Among the entries below, find every line that has "hair" and pull it out.

Segment Start: INFORMATION GIVEN

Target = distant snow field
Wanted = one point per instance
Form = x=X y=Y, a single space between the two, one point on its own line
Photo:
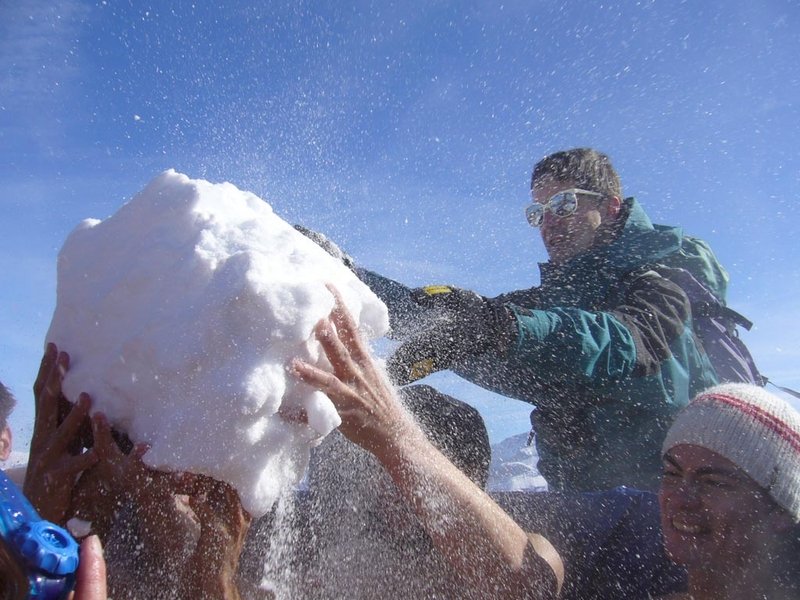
x=181 y=312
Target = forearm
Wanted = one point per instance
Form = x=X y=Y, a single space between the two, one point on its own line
x=405 y=316
x=472 y=532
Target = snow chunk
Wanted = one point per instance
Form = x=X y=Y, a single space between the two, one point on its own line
x=181 y=312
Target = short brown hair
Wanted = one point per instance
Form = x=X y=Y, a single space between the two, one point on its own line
x=588 y=168
x=7 y=403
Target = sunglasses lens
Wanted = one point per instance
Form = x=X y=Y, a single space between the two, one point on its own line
x=535 y=215
x=564 y=204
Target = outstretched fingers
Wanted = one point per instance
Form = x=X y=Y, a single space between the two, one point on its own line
x=328 y=383
x=63 y=436
x=348 y=330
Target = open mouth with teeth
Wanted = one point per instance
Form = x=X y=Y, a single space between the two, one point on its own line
x=686 y=526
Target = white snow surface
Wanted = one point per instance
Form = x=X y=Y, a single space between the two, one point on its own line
x=514 y=466
x=181 y=313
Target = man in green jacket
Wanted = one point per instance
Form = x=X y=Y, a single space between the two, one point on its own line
x=603 y=347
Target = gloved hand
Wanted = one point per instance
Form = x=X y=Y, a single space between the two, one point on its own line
x=470 y=325
x=326 y=244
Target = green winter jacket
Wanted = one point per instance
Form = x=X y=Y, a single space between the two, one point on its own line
x=606 y=353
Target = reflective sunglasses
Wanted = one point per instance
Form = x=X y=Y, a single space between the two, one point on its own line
x=562 y=204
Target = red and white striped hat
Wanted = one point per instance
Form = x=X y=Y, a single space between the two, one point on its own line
x=755 y=430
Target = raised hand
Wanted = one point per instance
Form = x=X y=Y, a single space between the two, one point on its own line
x=365 y=401
x=57 y=456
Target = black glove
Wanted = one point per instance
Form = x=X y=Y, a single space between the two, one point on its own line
x=326 y=244
x=469 y=325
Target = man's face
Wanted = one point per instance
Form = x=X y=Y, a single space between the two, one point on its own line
x=565 y=237
x=713 y=515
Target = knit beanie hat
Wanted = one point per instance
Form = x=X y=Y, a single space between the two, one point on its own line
x=755 y=430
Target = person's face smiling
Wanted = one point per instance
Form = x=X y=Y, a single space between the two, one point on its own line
x=713 y=515
x=568 y=236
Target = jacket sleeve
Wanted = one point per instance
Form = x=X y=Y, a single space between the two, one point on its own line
x=629 y=339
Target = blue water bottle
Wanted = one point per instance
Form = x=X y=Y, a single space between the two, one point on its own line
x=38 y=559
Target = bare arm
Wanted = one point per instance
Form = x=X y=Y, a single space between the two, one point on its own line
x=465 y=524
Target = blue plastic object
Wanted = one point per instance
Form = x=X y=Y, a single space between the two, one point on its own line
x=44 y=555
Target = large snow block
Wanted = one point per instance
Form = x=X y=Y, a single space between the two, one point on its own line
x=181 y=313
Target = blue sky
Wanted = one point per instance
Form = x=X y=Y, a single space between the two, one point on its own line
x=406 y=131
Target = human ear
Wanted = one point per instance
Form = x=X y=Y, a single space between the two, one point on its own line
x=5 y=443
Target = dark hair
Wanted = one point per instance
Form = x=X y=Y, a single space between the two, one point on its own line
x=7 y=403
x=588 y=168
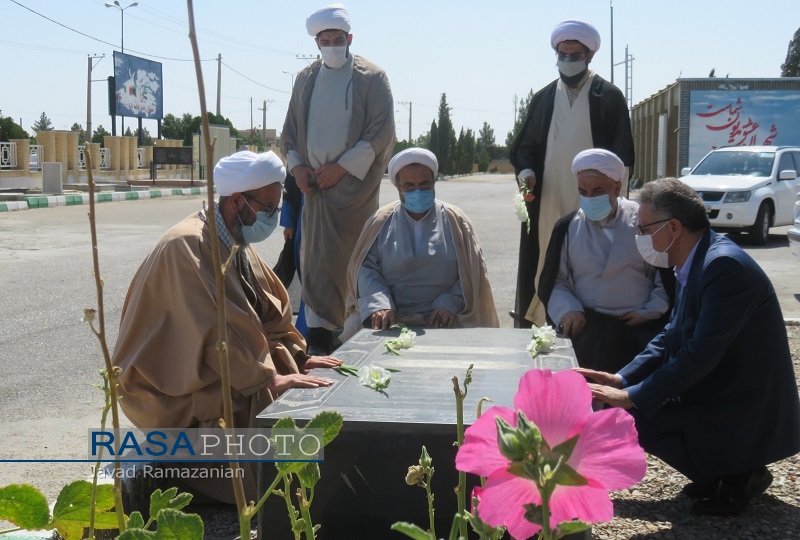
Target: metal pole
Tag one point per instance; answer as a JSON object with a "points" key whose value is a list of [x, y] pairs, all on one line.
{"points": [[219, 80], [611, 4]]}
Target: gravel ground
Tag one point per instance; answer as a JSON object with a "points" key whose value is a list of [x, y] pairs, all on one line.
{"points": [[654, 510]]}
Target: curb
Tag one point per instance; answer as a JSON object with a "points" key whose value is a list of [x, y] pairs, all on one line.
{"points": [[78, 199]]}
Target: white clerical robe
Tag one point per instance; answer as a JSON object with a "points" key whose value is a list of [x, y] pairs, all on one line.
{"points": [[607, 276], [412, 266]]}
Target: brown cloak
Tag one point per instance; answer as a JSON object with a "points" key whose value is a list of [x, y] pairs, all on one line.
{"points": [[333, 218]]}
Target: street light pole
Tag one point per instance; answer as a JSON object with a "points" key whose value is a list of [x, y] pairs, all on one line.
{"points": [[121, 9]]}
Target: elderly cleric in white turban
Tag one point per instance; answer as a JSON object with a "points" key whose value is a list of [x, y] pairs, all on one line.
{"points": [[573, 30], [411, 156], [246, 171], [333, 17], [600, 160]]}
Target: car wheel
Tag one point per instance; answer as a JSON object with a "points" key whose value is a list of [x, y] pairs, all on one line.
{"points": [[759, 232]]}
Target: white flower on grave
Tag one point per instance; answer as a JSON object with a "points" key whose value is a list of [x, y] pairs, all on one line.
{"points": [[374, 377], [543, 341], [406, 339], [520, 210]]}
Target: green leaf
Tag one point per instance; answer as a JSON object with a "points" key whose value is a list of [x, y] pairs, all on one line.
{"points": [[534, 513], [309, 475], [567, 476], [176, 525], [138, 534], [73, 508], [24, 506], [161, 500], [136, 521], [570, 527], [411, 530], [328, 421], [567, 447]]}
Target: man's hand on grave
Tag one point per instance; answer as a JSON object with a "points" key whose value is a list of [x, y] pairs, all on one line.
{"points": [[573, 322], [633, 318], [383, 319], [441, 318], [612, 396], [321, 362], [281, 383], [601, 377], [328, 175]]}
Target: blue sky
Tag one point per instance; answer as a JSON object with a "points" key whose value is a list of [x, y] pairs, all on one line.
{"points": [[481, 54]]}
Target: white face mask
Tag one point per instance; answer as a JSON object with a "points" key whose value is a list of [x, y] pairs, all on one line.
{"points": [[334, 57], [570, 69], [644, 243]]}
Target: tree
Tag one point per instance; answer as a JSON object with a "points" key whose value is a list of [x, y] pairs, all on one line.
{"points": [[10, 130], [445, 150], [42, 124], [81, 133], [791, 68], [99, 135], [465, 152], [522, 112]]}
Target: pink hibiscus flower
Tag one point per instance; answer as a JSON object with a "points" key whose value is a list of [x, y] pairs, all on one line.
{"points": [[607, 454]]}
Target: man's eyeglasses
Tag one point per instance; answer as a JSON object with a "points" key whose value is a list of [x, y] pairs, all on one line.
{"points": [[573, 57], [269, 209], [643, 227]]}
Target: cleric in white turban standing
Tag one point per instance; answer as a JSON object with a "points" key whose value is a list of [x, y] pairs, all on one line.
{"points": [[418, 261], [337, 138], [168, 331], [579, 110], [595, 284]]}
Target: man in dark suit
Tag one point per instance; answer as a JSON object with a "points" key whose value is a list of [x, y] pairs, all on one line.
{"points": [[714, 395]]}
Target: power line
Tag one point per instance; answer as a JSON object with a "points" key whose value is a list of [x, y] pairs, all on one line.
{"points": [[113, 45], [252, 81]]}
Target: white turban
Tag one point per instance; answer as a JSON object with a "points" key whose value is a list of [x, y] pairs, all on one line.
{"points": [[246, 171], [333, 17], [580, 31], [410, 156], [599, 160]]}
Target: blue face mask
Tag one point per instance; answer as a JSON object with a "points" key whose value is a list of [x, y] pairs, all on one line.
{"points": [[419, 201], [261, 229], [596, 208]]}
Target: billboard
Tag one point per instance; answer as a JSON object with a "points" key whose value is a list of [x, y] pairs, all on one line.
{"points": [[741, 118], [138, 87]]}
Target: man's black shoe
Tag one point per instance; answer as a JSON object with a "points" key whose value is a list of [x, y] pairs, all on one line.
{"points": [[696, 490], [734, 494]]}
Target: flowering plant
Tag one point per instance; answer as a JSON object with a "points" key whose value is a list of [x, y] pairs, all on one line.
{"points": [[520, 210], [543, 340], [551, 462], [374, 377], [404, 341]]}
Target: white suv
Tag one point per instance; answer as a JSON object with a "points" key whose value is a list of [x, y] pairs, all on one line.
{"points": [[748, 188]]}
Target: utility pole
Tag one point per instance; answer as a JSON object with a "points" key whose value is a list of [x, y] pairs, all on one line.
{"points": [[264, 120], [89, 94], [219, 80], [515, 109], [611, 5], [408, 105]]}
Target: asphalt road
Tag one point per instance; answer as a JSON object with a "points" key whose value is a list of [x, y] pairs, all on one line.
{"points": [[49, 359]]}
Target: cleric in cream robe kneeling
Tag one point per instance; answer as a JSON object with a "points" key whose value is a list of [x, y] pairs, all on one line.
{"points": [[418, 261]]}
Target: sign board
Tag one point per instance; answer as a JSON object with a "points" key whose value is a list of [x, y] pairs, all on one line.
{"points": [[138, 87], [181, 155]]}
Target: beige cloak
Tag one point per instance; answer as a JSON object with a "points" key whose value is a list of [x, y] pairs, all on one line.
{"points": [[168, 333], [479, 309], [333, 218]]}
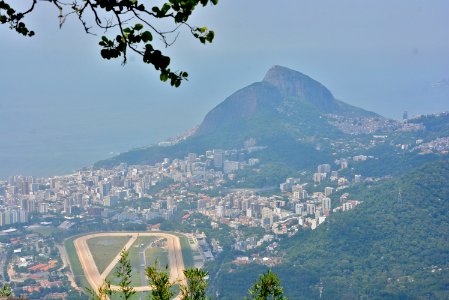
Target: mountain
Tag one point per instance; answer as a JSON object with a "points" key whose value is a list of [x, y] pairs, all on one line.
{"points": [[393, 246], [287, 112]]}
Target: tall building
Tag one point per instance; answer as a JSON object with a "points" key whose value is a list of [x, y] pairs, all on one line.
{"points": [[326, 204], [218, 158], [328, 191], [405, 115], [324, 168]]}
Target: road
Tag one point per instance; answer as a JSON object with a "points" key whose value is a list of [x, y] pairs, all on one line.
{"points": [[95, 279]]}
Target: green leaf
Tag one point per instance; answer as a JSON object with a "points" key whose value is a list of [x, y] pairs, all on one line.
{"points": [[164, 77], [147, 36]]}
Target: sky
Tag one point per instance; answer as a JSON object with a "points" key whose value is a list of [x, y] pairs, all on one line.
{"points": [[62, 107]]}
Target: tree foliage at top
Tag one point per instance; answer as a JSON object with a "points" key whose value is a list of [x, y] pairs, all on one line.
{"points": [[123, 273], [268, 287], [133, 26]]}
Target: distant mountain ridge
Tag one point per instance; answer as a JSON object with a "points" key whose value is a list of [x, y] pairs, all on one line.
{"points": [[285, 112]]}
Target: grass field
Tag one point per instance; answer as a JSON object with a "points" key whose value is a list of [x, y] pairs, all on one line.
{"points": [[187, 254], [137, 275], [155, 253], [45, 231], [75, 264], [104, 249]]}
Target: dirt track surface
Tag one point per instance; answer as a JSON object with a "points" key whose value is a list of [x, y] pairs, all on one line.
{"points": [[95, 279]]}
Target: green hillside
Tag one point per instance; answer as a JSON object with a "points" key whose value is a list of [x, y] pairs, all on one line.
{"points": [[389, 247], [284, 112]]}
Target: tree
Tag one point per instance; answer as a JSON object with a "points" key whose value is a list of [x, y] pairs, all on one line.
{"points": [[196, 285], [103, 293], [5, 291], [268, 287], [133, 27], [123, 273], [160, 283]]}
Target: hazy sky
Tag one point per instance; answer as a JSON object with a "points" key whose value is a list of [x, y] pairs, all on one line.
{"points": [[62, 105]]}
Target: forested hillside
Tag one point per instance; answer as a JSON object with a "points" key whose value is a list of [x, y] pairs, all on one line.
{"points": [[393, 246]]}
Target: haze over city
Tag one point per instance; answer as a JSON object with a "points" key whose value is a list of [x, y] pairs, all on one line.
{"points": [[62, 107]]}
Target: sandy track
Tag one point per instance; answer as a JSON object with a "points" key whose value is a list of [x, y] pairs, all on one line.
{"points": [[95, 279]]}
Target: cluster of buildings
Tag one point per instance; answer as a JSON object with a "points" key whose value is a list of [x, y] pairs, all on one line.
{"points": [[363, 125], [101, 192], [439, 145]]}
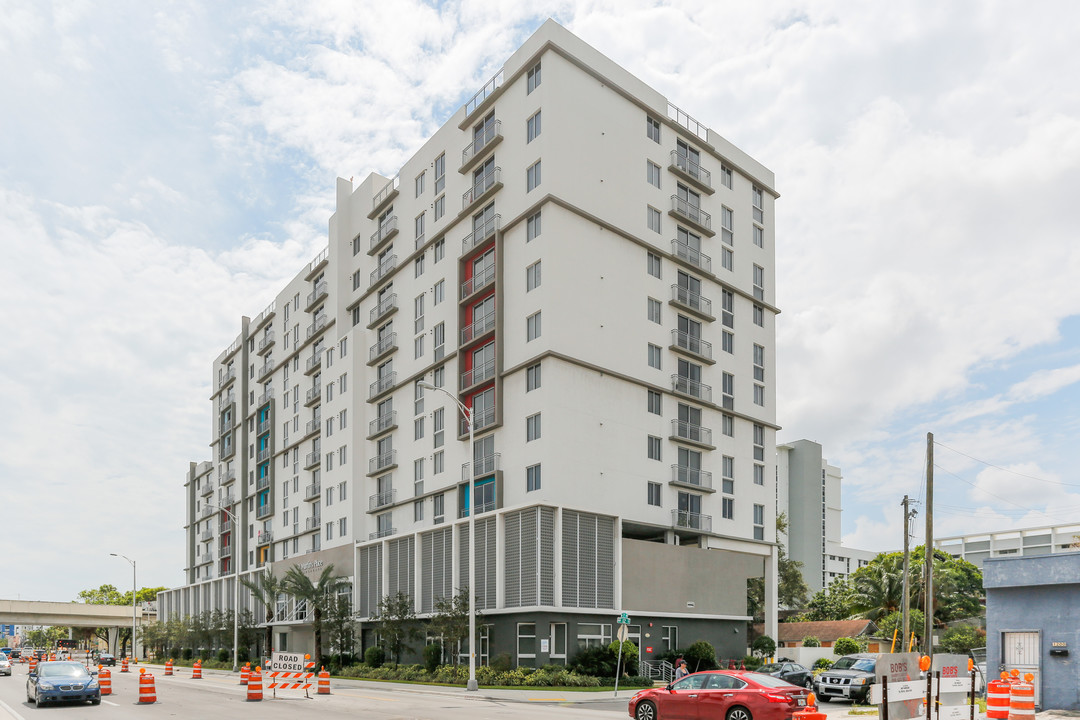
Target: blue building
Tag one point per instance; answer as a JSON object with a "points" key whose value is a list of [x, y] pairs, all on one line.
{"points": [[1033, 623]]}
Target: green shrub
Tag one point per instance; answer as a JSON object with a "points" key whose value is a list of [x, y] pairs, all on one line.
{"points": [[375, 656]]}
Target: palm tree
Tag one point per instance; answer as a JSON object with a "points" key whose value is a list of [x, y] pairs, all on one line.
{"points": [[316, 596], [266, 588]]}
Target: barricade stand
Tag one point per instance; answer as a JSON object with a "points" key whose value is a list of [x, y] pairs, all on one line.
{"points": [[255, 685], [147, 692]]}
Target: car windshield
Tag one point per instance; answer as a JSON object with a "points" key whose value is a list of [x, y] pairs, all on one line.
{"points": [[61, 670], [864, 664]]}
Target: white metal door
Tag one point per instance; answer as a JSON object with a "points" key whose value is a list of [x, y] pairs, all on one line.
{"points": [[1020, 650]]}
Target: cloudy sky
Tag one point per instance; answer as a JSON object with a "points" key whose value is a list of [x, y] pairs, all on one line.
{"points": [[166, 166]]}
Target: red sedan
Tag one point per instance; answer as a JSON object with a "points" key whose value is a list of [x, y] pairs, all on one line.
{"points": [[720, 695]]}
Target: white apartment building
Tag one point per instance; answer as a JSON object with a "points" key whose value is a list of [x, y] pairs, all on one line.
{"points": [[590, 270], [808, 490]]}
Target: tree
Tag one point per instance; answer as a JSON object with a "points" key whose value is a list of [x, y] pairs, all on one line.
{"points": [[316, 595], [396, 623], [266, 588]]}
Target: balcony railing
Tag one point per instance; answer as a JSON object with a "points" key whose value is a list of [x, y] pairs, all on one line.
{"points": [[382, 423], [477, 375], [381, 500], [485, 465], [682, 518], [381, 462], [694, 257], [692, 343], [694, 476], [691, 300], [478, 327], [691, 388], [477, 282], [691, 170], [482, 232], [481, 187], [387, 230], [386, 344], [688, 431], [386, 304], [382, 384], [691, 213]]}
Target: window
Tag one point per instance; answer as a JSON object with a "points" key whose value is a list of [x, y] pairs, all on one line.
{"points": [[532, 428], [653, 447], [532, 79], [655, 405], [653, 265], [655, 356], [653, 310], [652, 130], [531, 478], [652, 173], [532, 127], [532, 276], [655, 493], [532, 377], [532, 327], [532, 176]]}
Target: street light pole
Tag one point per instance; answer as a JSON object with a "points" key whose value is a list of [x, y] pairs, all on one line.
{"points": [[133, 598], [472, 685]]}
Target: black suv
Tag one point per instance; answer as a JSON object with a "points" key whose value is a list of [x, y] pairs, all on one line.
{"points": [[850, 678]]}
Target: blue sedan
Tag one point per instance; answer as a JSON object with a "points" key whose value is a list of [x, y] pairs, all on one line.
{"points": [[62, 681]]}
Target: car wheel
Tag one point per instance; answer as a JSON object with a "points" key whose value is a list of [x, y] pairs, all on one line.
{"points": [[646, 710], [739, 712]]}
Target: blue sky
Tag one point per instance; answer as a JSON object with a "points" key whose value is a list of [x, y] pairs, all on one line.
{"points": [[165, 167]]}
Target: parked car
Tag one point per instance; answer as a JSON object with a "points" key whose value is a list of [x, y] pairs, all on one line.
{"points": [[849, 678], [62, 681], [720, 694], [790, 671]]}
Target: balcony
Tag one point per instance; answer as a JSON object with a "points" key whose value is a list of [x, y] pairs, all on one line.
{"points": [[694, 257], [693, 389], [315, 326], [690, 171], [383, 197], [485, 230], [382, 462], [477, 282], [691, 301], [381, 424], [692, 344], [482, 143], [386, 345], [385, 269], [318, 294], [387, 230], [381, 385], [483, 187], [682, 518], [381, 500], [477, 375], [387, 306], [692, 215], [691, 433], [478, 328], [692, 477], [485, 465]]}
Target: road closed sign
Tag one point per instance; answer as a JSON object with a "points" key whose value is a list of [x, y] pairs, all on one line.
{"points": [[287, 662]]}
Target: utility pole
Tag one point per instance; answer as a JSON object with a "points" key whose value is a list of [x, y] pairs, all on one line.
{"points": [[928, 573]]}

Segment End: INFORMATION GIVEN

**OUTPUT FOR THIS TASK:**
Target = short brown hair
Target = dark hair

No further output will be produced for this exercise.